— TASK DATA —
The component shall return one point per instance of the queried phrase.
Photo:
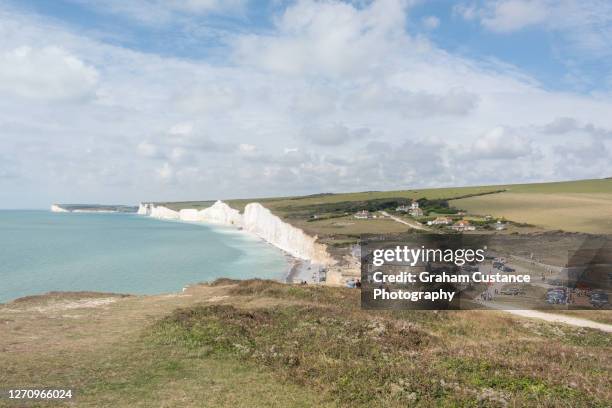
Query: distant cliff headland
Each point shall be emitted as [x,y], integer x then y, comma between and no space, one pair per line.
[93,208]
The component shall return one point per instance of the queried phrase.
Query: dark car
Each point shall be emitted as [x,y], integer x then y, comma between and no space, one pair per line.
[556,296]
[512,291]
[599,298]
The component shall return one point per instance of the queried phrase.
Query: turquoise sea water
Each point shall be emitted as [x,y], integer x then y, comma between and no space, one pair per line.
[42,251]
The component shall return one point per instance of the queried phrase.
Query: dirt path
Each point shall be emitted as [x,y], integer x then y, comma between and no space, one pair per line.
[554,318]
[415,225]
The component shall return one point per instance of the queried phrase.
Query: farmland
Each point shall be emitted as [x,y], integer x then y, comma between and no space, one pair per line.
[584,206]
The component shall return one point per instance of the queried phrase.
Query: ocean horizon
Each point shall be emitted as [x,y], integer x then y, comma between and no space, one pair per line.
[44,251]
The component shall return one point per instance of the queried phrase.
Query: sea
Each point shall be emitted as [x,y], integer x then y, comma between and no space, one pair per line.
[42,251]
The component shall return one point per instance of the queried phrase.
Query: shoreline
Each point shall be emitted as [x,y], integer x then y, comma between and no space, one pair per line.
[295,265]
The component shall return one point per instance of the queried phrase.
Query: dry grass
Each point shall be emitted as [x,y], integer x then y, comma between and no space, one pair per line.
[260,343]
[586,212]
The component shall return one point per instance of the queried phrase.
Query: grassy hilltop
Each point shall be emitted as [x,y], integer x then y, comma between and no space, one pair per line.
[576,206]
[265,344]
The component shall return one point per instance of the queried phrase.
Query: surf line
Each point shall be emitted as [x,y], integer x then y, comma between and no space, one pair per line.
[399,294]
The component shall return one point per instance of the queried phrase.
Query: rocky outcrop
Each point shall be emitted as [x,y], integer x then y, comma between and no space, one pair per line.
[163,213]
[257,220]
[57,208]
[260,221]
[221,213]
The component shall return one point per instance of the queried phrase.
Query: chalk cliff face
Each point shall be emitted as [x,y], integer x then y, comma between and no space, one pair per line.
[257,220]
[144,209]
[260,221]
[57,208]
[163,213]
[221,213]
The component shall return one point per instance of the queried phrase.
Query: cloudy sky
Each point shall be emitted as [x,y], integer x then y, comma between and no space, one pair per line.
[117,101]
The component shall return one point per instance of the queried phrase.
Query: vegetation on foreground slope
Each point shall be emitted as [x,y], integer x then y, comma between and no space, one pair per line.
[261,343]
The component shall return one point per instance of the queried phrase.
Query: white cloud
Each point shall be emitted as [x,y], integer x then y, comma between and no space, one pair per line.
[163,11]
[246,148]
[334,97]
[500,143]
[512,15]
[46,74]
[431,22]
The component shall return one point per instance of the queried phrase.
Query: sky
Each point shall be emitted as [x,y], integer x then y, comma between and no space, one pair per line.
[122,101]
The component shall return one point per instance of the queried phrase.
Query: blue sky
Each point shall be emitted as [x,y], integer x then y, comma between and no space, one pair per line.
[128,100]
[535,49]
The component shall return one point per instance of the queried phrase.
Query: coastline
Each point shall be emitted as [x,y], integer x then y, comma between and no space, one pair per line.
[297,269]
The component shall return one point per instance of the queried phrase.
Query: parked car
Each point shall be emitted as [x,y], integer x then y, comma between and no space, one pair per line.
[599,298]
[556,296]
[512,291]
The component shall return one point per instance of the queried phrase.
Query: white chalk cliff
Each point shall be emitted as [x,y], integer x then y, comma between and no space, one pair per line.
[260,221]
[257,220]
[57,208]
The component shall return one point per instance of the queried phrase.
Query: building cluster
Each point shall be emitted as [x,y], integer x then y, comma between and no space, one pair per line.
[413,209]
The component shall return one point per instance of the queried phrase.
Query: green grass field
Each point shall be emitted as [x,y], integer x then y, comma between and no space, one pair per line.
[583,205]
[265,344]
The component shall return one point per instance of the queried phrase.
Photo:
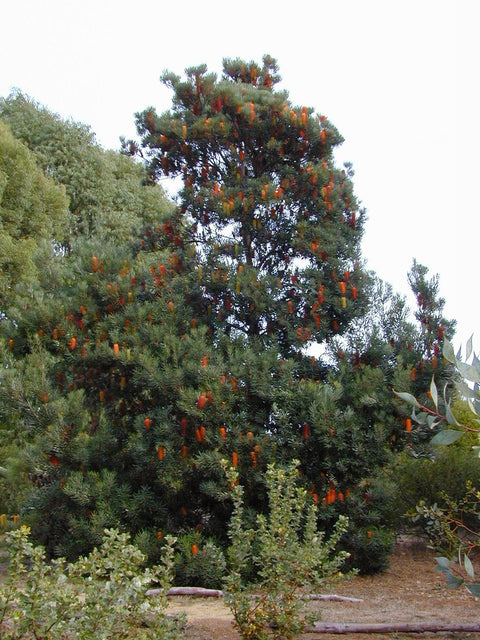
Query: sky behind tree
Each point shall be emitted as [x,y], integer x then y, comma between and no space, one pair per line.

— PROBLEM DESCRIPTION —
All of the entries above should be duplicated exactly, except for the pictures.

— ANSWER TO THE TASK —
The component shall return one point per instance of the queried phrase.
Photo:
Query: distant cliff headland
Each point shall be emitted as [x,y], integer x then y, comma between and no space, one pair per line.
[93,208]
The component shall return one point per instance of the queried phrase.
Query: dark car
Each point shall be emitted as [x,y], integer x then y, comma between and no space, one pair per line.
[556,296]
[512,291]
[599,298]
The component shall return one point per instance of the queried phrase.
Query: turquoise sea water
Each point shall be emitted as [x,y], integer x then y, comma between and no space, one pair per line.
[42,251]
The component shall return one point per instance of the queried phrase.
Query: dirt path
Each point shall be emitted as [x,y], integer x then y, comma between and no space, one pair per line.
[554,318]
[415,225]
The component shall return one point per instance of the queried phrase.
Query: farmland
Each point shall be emitted as [x,y], integer x then y, comma between and no space, one pair per line.
[584,206]
The component shall return one point per instance of the queried phrase.
Query: ocean horizon
Each point shall be emitted as [x,y], integer x then y, comma between and no space, one pair per line.
[44,251]
The component shall return one point per instance of the queried phrase.
Query: sea
Each point shall be emitted as [x,y], integer x then y, comma between and no space, one pair per line.
[42,251]
The component shall return one point per instance of the queried phrase.
Query: shoreline
Each point shall be emitted as [x,y], integer x then y, comma between and no space, one pair per line.
[295,265]
The component shall return one point per instance of the queried phrase.
Query: dry grass
Each point shall be emitted as [x,y], integer x then y, comma between and no space, one pair per line.
[260,343]
[586,212]
The component shall return one point per instance of the queried phrase.
Query: grassy hilltop
Each point shall be emitted as [x,y], integer x then y, comma between and no space, one pair per line.
[576,206]
[265,344]
The component shall return one point per instance of the queried phrase.
Query: surf line
Each point shall be emitted as [x,y], integer x then y, comma between and no space, one pair per line.
[399,294]
The component shall return one point per instance of the queried phrase.
Query: rocky outcrop
Each point shall be emitted as [x,y], integer x then y, comma between and no space, one pair per line.
[163,213]
[257,220]
[57,208]
[260,221]
[221,213]
The component shall return one point per instance of the queried phrase.
Query: chalk cliff face
Each point shall be emitted as [x,y], integer x then y, comma between and no space, one pair per line.
[257,220]
[144,209]
[260,221]
[57,208]
[163,213]
[221,213]
The component shall return one point per instance of the queried phrase.
Query: cloudy sky
Each point shall be emitted as [x,y], integer x then y, comma between and no space, one pair per line.
[117,101]
The component shall return one point per instance of the queried phrase.
Query: vegetation on foreground slope
Each point shall be emitted as [x,y], integer x then y, comma between and no space, one pair per line.
[261,343]
The component shall return one point per instance of the queried phrase.
Query: white cloud
Each point shall be emitted as [x,y], integer x then y, comma between and no space, one pair per line.
[163,11]
[246,148]
[334,97]
[500,143]
[512,15]
[46,74]
[431,22]
The component shall return one point per instance of the queried phrase.
Query: sky
Each point shall be emitted as [x,y], integer x then y, comma between and no space, one pair per line.
[122,101]
The component shall return one point per instance of the queried phrase.
Query: blue sky
Each point shall be emitted as [x,y], integer x then y, comma between and no space, one pair per line.
[128,100]
[535,49]
The component shall return one point per instance of the queried phrase.
Query: coastline
Each point shall be emitted as [x,y], integer x then y, comma between and no space, one pair per line.
[297,269]
The component shall return one point per instance of the queried phrase.
Query: parked car
Each point shall be emitted as [x,y], integer x then y, comma between and no space, one pair per line.
[599,298]
[556,296]
[512,291]
The component shall return one point per instance of the queried phrase.
Query: white chalk cliff
Each point shall be emitted as [x,y], integer x then y, comma between and no space, one pair per line.
[260,221]
[257,220]
[57,208]
The component shall return one point per instance of the queried phrase.
Query: building cluster
Each point shall be emitted as [x,y], integer x then y, comma between and no space, one pair per line.
[413,209]
The component shall return one point per instance of the queried phrase.
Query: green grass field
Each point shall be emitted as [x,y], integer x then y, comma between and no space, one pair per line.
[583,205]
[265,344]
The component shall return one point per instance of the queried phrase.
Photo:
Query: sky behind tree
Each point shall be emitted as [x,y], integer x then y, comma between and no space, one pair per line.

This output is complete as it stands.